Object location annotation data
————————

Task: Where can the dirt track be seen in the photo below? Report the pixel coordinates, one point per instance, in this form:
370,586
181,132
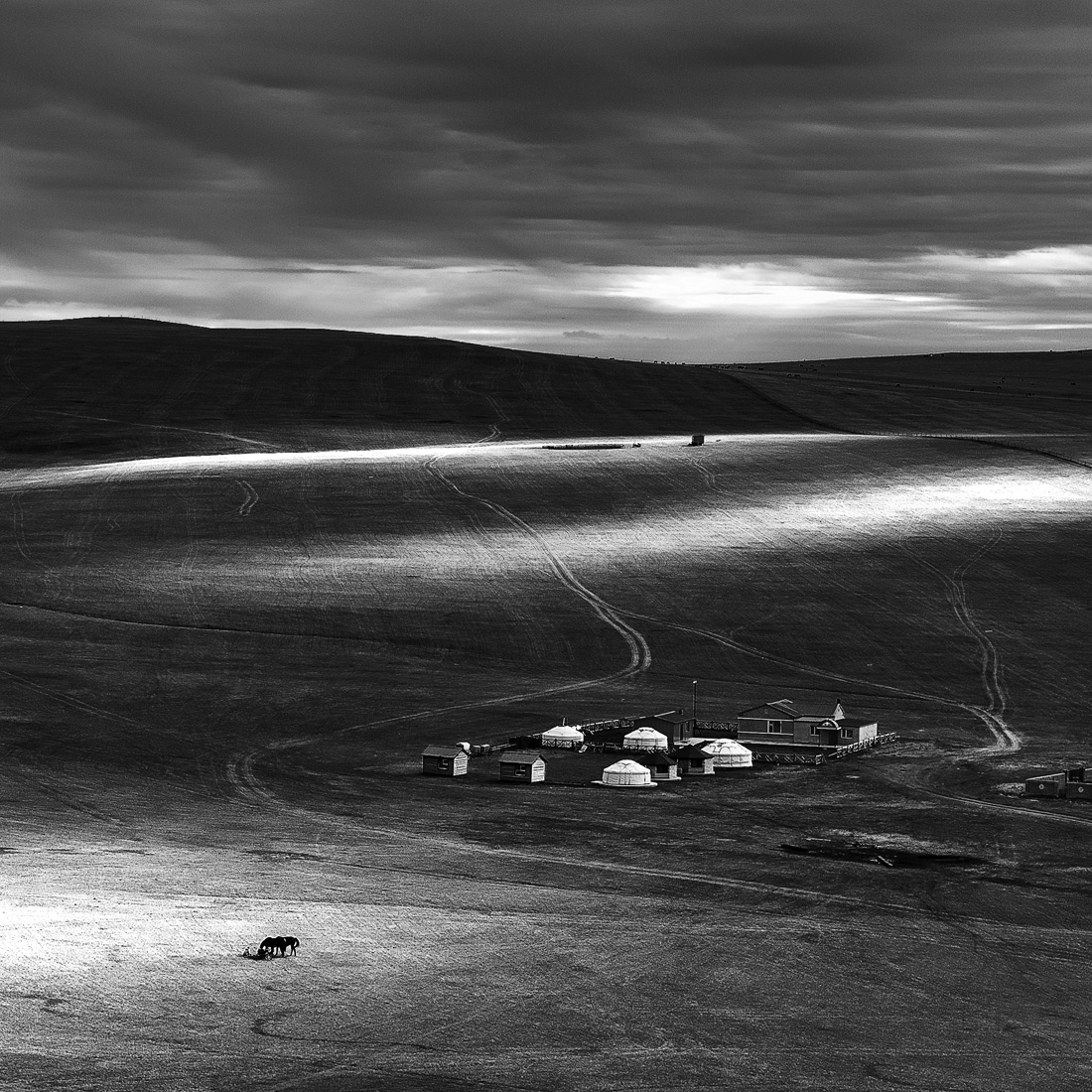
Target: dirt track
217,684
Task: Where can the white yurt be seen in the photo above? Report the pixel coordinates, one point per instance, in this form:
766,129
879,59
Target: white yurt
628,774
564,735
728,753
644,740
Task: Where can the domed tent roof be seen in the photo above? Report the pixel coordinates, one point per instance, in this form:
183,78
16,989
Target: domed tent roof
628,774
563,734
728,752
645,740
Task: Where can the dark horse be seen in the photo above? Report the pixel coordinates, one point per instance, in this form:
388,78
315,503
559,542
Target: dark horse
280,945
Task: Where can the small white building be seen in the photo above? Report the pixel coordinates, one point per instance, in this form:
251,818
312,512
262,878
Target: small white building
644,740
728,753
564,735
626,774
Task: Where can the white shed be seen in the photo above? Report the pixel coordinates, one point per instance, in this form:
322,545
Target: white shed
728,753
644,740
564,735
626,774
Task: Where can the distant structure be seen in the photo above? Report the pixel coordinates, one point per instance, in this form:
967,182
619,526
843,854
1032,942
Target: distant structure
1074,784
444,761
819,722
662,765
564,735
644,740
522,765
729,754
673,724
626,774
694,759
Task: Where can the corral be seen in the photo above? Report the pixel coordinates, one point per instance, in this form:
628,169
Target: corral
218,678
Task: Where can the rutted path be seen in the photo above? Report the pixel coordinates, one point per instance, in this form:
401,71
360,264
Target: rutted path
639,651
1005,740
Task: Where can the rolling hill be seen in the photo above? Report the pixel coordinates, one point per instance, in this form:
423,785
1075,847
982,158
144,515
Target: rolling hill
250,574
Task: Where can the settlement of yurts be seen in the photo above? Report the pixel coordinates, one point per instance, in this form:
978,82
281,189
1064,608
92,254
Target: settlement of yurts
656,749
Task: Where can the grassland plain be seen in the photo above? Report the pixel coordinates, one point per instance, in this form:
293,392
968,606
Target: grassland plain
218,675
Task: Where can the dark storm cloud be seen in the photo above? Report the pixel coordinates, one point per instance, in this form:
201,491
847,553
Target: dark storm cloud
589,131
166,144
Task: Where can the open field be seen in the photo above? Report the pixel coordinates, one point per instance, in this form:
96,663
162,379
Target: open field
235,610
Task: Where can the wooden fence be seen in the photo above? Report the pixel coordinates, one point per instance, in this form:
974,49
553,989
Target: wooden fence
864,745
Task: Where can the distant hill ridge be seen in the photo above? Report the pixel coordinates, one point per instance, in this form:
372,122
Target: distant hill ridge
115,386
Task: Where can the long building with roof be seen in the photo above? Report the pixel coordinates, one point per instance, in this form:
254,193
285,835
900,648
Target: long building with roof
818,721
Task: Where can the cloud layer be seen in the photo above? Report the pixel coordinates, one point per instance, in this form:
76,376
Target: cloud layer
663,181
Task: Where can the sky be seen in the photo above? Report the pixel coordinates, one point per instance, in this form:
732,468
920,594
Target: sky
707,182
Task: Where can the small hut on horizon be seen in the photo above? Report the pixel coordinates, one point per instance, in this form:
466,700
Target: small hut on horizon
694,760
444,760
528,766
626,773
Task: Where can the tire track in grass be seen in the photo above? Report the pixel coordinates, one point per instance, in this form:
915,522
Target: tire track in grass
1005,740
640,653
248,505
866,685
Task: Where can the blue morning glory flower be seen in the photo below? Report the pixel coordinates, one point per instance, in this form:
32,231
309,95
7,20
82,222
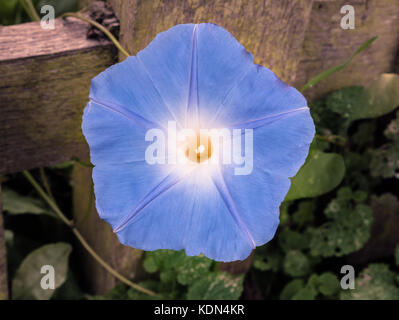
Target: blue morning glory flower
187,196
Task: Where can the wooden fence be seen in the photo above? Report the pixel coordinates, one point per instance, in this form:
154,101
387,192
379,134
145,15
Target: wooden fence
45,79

————————

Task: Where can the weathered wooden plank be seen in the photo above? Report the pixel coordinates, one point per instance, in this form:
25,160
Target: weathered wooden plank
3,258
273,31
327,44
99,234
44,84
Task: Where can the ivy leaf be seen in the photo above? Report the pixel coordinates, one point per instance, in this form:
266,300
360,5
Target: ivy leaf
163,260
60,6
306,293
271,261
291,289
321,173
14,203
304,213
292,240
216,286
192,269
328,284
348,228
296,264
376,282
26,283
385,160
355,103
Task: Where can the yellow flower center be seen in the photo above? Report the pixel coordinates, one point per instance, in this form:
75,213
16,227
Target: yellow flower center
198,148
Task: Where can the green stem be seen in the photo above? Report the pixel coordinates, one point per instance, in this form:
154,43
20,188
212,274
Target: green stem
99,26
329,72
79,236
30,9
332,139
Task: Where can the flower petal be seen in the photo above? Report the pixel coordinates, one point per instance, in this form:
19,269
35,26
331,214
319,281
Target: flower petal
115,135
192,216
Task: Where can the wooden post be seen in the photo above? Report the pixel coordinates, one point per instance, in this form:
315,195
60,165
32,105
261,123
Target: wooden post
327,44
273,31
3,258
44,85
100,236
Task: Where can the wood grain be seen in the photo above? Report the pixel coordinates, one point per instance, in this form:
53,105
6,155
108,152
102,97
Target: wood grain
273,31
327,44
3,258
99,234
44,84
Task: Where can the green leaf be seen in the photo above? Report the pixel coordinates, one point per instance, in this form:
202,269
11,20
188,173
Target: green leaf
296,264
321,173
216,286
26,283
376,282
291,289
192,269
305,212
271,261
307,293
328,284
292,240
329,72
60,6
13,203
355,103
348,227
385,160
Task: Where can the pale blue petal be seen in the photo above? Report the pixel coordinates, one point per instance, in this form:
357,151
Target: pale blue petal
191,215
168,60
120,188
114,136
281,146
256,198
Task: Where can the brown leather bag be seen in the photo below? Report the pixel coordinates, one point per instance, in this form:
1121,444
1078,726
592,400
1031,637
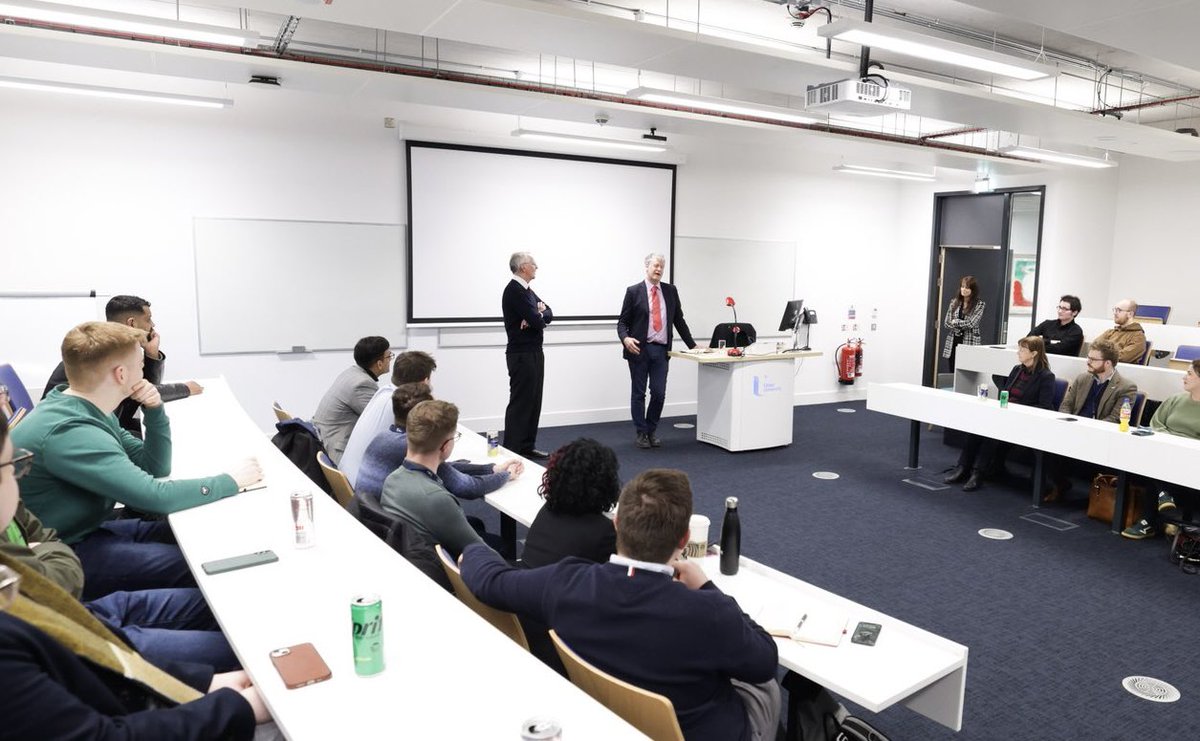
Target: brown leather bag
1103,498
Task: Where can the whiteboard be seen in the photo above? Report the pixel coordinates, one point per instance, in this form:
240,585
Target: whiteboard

————————

How many lines of the items above contain the word "plain"? Reply with the number alone.

2